* Directive:
Repeat the records below word for word, beginning at the start of the records and stopping after the line that contains "Provide the mask". Leave the pictures out of your answer.

· · · ·

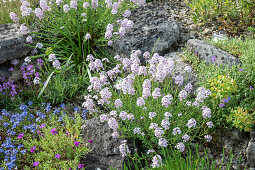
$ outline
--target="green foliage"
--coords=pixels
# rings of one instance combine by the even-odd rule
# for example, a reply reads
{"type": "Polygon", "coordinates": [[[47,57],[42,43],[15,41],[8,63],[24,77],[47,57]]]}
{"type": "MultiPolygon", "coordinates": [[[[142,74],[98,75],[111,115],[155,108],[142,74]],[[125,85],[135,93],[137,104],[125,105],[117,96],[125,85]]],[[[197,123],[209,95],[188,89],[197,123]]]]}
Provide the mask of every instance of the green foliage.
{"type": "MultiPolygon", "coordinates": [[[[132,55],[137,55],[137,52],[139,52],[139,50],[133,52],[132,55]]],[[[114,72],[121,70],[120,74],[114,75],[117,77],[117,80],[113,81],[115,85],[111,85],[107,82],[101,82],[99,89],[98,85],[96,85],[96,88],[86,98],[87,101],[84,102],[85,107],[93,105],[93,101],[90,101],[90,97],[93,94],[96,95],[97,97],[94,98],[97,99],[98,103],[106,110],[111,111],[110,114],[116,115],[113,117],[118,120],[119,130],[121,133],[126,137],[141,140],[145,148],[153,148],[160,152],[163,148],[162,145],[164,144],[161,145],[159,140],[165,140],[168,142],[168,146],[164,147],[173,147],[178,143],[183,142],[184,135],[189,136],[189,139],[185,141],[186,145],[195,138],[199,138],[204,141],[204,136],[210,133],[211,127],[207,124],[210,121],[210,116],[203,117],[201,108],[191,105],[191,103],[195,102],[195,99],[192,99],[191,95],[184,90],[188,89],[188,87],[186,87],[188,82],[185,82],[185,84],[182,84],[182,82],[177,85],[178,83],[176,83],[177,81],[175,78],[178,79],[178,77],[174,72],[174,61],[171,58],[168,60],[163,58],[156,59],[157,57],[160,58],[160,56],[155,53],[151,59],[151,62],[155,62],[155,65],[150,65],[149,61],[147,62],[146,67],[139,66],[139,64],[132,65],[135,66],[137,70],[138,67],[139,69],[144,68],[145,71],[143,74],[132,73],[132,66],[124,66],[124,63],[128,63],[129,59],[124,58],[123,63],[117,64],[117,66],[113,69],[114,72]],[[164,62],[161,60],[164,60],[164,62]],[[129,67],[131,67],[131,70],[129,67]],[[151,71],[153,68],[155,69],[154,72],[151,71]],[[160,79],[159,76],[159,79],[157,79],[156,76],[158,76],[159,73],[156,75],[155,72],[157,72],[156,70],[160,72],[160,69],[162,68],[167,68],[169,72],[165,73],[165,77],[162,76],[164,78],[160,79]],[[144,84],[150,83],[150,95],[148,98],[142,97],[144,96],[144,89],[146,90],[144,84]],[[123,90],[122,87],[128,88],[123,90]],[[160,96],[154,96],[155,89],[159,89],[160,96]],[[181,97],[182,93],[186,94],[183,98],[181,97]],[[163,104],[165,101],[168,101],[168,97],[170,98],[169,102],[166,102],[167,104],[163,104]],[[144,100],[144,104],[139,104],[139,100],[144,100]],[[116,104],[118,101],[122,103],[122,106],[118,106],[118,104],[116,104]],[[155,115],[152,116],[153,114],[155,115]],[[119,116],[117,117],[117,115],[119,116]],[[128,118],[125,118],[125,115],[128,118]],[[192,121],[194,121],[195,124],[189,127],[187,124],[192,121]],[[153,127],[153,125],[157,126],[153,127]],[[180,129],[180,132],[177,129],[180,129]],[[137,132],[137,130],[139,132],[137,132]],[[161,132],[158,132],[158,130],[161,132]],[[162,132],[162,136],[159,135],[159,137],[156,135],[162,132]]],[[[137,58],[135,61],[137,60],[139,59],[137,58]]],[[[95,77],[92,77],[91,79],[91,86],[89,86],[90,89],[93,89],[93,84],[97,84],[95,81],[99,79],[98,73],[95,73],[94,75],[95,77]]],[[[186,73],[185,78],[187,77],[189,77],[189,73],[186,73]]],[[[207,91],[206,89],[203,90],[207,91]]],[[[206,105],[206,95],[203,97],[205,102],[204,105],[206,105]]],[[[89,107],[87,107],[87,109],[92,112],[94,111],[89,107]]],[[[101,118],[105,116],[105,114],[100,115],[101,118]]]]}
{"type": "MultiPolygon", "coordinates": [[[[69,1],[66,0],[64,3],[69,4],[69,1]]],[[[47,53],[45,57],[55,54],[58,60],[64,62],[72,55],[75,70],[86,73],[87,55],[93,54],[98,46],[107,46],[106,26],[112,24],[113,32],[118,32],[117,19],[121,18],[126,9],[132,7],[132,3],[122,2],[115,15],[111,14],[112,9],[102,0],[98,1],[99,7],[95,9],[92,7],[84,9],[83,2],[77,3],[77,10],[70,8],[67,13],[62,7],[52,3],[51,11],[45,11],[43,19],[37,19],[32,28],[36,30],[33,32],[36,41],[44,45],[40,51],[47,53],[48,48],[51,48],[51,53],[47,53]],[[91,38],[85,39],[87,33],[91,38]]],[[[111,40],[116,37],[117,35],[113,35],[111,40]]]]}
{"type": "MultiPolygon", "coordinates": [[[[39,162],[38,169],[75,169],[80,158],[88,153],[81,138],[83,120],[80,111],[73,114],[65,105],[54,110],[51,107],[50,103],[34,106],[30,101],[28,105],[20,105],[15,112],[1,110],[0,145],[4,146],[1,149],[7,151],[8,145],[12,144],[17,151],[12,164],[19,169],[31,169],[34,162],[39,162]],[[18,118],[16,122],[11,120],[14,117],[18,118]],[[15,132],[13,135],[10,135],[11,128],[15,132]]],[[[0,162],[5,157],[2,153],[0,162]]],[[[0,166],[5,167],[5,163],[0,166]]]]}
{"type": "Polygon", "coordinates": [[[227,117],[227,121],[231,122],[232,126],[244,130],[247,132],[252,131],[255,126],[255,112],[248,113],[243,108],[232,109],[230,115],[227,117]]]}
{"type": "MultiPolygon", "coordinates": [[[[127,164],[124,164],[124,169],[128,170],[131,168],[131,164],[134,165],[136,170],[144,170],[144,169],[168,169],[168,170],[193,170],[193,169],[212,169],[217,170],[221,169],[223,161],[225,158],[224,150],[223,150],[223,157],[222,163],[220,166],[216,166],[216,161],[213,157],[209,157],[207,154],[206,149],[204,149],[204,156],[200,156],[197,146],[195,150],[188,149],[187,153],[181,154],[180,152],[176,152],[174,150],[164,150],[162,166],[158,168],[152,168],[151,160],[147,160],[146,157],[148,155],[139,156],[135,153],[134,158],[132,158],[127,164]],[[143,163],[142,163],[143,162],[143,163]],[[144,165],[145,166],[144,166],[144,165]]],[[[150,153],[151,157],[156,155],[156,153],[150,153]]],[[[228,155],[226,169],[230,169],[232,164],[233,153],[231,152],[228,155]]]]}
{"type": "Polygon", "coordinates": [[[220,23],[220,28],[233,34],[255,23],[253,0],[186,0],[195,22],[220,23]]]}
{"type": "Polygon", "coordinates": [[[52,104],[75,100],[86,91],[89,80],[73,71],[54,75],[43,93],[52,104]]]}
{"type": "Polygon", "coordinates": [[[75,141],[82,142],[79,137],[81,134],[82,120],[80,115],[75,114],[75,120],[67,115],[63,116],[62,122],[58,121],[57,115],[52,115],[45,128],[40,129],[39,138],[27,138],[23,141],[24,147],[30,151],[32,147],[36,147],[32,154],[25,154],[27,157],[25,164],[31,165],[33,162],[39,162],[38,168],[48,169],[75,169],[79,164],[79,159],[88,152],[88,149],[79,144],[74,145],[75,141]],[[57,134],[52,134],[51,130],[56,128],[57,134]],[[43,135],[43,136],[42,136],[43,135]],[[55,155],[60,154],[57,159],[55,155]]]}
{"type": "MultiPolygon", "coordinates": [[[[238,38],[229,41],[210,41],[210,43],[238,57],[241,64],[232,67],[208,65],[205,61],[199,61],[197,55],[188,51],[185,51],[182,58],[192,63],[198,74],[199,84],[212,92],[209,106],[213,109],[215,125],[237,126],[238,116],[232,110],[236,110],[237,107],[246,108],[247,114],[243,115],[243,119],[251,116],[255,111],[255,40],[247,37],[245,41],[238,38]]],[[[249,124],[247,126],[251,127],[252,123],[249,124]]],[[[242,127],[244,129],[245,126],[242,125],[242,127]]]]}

· · · ·

* Written solution:
$ outline
--target="green foliage"
--coords=pixels
# rings of one instance combine by the even-odd rule
# for example, a reply reads
{"type": "Polygon", "coordinates": [[[47,57],[42,43],[15,41],[8,63],[24,77],[47,57]]]}
{"type": "MultiPolygon", "coordinates": [[[[142,74],[98,75],[111,115],[155,108],[142,74]],[[125,85],[135,93],[137,104],[125,105],[117,96],[125,85]]],[[[197,123],[209,95],[188,89],[197,123]]]]}
Provide the mask of every instance of the green foliage.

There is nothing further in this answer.